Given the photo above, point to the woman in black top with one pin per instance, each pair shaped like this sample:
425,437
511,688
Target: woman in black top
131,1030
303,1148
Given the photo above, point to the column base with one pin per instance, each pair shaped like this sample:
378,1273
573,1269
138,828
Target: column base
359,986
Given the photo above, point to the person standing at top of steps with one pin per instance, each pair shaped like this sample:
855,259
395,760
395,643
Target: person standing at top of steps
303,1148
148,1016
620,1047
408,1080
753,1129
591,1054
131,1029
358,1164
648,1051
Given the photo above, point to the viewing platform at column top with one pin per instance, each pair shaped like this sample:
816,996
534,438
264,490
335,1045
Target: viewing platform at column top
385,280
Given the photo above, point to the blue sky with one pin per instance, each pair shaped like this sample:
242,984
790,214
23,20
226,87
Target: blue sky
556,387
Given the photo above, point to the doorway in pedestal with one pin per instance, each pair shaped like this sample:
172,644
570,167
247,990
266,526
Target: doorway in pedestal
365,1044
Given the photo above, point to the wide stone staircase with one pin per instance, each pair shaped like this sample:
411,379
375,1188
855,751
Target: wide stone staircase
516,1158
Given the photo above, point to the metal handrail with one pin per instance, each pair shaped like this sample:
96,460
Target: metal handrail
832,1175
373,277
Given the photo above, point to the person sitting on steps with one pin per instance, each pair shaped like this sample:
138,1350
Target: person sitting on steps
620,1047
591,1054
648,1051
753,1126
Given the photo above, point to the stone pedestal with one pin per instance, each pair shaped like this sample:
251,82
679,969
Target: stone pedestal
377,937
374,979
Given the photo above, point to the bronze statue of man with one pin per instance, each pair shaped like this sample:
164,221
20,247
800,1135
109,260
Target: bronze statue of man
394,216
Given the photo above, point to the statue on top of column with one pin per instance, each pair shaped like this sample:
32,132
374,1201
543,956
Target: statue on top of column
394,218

* Work to complete *
Rescale the items from the line that contains "Given the photo above, point to the statue" through the end of the items, and reproduce every line, requests included. Multiply each pin coordinate in the answers by 2.15 and round it to a whole number, with halves rounded up, while the numbers in the requests and their sample pairs stay unchanged.

* Finished task *
Given the photo above, point to the statue on top of column with one pin per instance, each pair shaped like this sample:
32,132
374,1201
543,956
Target: statue on top of column
847,469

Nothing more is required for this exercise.